- [PAGE EXTRACT]:
## Start
There is also renewed interest by the industry in traditional Indian ingredients, millets, pulses, fermented foods, and cold-pressed oils reframed through modern supply chains. What is clear is that innovation today is no longer confined to flavour or packaging. It extends to sourcing ethics, processing methods, and nutritional integrity. Businesses that recognise this early are beginning to see health not as a constraint, but as an opportunity for differentiation.

The Effect of Profit on Health
Health and Profit Are No Longer Separate -
As diet-related health concerns rise, foods that prioritise nutrition, cleaner ingredients, and organic sourcing are moving from niche to necessity, opening new and more resilient revenue streams.

From Ethical Choice to Business Strategy -
For the industry, organic food is becoming a strategic business decision to help brands differentiate from competitors, build trust, and reduce long-term reputational risk.

Long-term value over short-term margins -
While health-focused and organic foods may involve higher initial costs, they often deliver sustained consumer loyalty and repeat demand, balancing profitability over time.

Food quality as a growth lever -
Companies that treat health as a core product value—not an add-on—are better positioned to align commercial success with public well-being.

The Profit vs. Responsibility Debate
The most common argument against healthier food systems is cost. Cleaner ingredients, better sourcing, and gentler processing often demand higher upfront investment. In a price-sensitive market like India, margins matter.

But this view is incomplete. Short-term profitability achieved by compromising health carries hidden costs, loss of trust, regulatory risk, and long-term brand erosion. Conversely, companies that invest in integrity often build stronger consumer loyalty and resilience. Profitability and responsibility are not opposing forces; they operate on different timelines. Aligning with public health may be slower and more demanding, but it creates sustainable value in the long run.

Structural Barriers That Cannot Be Ignored
Despite positive momentum, real barriers remain. Healthier foods are often perceived as elitist or inaccessible. Consumer education is uneven, and misinformation is widespread. Farmers also face systemic challenges in the form of inconsistent demand and not enough support from the market. Supply chains built for speed and volume are not easily adapted to purity and traceability. These are systemic challenges that require patience and collaboration, and not quick fixes.
## End
- [RECORDS PROVIDED]:
## Start
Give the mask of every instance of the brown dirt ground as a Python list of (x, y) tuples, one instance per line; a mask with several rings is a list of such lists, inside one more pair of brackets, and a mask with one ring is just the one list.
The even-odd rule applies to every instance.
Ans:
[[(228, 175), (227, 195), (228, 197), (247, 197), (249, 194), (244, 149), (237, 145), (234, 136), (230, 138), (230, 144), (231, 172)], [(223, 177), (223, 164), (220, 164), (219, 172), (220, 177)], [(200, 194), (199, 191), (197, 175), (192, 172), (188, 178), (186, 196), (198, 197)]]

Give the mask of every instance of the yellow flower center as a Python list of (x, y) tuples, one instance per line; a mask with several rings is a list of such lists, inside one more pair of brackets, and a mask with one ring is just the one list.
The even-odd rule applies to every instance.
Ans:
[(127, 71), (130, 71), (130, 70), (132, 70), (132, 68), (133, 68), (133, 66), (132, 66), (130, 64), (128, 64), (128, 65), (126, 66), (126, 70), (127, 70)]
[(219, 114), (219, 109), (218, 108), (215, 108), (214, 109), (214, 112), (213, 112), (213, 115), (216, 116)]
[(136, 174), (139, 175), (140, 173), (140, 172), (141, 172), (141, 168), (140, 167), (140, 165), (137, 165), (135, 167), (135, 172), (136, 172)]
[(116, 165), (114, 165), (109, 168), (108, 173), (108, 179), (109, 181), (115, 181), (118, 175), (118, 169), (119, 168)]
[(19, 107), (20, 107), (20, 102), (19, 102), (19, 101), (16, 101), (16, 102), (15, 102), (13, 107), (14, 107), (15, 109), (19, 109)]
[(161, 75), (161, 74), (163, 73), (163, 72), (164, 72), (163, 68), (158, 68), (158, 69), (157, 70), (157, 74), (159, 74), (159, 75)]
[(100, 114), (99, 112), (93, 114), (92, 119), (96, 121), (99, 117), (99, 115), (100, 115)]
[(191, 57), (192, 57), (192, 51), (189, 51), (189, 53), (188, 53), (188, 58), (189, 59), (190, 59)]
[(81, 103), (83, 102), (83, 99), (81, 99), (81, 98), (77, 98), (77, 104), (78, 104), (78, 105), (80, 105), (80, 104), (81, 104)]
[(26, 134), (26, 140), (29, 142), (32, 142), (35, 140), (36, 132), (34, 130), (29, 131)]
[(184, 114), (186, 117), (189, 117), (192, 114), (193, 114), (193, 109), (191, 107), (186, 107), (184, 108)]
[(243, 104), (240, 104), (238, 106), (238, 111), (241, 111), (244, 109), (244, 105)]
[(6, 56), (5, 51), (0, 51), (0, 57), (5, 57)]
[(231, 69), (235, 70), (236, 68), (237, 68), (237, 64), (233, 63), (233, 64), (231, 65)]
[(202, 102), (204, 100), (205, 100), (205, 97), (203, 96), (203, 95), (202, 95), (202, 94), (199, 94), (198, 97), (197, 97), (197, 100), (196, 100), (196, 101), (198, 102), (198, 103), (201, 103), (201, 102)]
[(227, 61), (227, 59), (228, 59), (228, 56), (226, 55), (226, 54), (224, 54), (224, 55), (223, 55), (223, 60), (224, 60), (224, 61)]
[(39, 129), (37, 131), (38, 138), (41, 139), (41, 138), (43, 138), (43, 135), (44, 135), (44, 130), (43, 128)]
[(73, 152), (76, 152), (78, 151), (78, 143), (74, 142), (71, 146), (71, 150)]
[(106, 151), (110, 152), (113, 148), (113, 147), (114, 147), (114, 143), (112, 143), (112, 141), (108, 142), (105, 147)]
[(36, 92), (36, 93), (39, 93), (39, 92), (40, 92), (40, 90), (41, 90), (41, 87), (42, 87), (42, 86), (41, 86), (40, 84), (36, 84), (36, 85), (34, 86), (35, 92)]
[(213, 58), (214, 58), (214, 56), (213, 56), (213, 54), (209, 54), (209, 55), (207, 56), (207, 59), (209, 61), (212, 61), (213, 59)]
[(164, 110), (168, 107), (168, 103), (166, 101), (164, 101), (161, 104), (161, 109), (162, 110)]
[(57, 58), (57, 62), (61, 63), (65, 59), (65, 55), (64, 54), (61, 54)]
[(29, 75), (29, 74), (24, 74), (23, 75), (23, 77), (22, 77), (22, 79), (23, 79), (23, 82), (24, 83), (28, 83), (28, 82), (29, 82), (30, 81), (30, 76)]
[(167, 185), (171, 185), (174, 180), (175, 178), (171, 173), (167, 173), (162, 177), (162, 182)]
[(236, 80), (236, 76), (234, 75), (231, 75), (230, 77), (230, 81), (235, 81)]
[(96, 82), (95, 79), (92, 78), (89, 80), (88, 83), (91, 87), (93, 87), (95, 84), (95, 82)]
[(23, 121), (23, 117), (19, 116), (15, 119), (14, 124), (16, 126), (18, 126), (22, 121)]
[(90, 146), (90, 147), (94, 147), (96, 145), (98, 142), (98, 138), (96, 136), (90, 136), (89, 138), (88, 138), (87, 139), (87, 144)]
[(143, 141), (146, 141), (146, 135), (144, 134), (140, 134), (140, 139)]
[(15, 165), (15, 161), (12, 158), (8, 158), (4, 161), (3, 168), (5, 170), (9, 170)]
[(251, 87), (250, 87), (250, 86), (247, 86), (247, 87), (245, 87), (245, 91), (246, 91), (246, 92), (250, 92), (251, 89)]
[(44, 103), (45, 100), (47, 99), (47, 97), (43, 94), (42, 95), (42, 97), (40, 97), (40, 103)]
## End
- [EXERCISES TO COMPLETE]:
1. Based on the passage on health and profit in the food industry, say whether each statement agrees with it: (a) healthier foods are often seen as elitist or inaccessible; (b) profitability and responsibility are opposing forces; (c) innovation is still limited to taste and packaging. Answer yes or no for each and quote the deciding words.
2. Resume the passage on health and profit in the food industry, starting after its final sentence.

- [WRITTEN ANSWERS]:
1.
(a) Yes: "Healthier foods are often perceived as elitist or inaccessible."
(b) No: "Profitability and responsibility are not opposing forces; they operate on different timelines."
(c) No: "innovation today is no longer confined to flavour or packaging."

2.
The future of India’s Food System will depend on Collaboration. Policymakers, businesses, farmers, nutrition experts, and consumers must work together in one ecosystem rather than in silos.

Education is another Key Driver of Change in Consumer Behaviour. When people think of food beyond calories, when they see it as nourishment, culture, and prevention, demand shifts naturally. India’s traditional food wisdom, rooted in balance and seasonality, offers valuable lessons for modern nutrition.

Health as the Next Growth Frontier
The idea that profit and public health are mutually exclusive is outdated. The real question is not whether alignment is possible, but whether the industry is willing to evolve.

India has unique characteristics, scale, heritage, and ingenuity to lead a global shift toward responsible nourishment. But this requires viewing public health not as a regulatory hurdle or a marketing hook, but as a shared responsibility and a long-term growth opportunity. If innovation, regulation, and consumer intent converge, India’s food industry can become both economically powerful and health-positive. The choices made today will define not just market share, but the well-being of generations to come. Public health, in this context, is not a limitation. It is the next frontier of trust, relevance, and sustainable profit.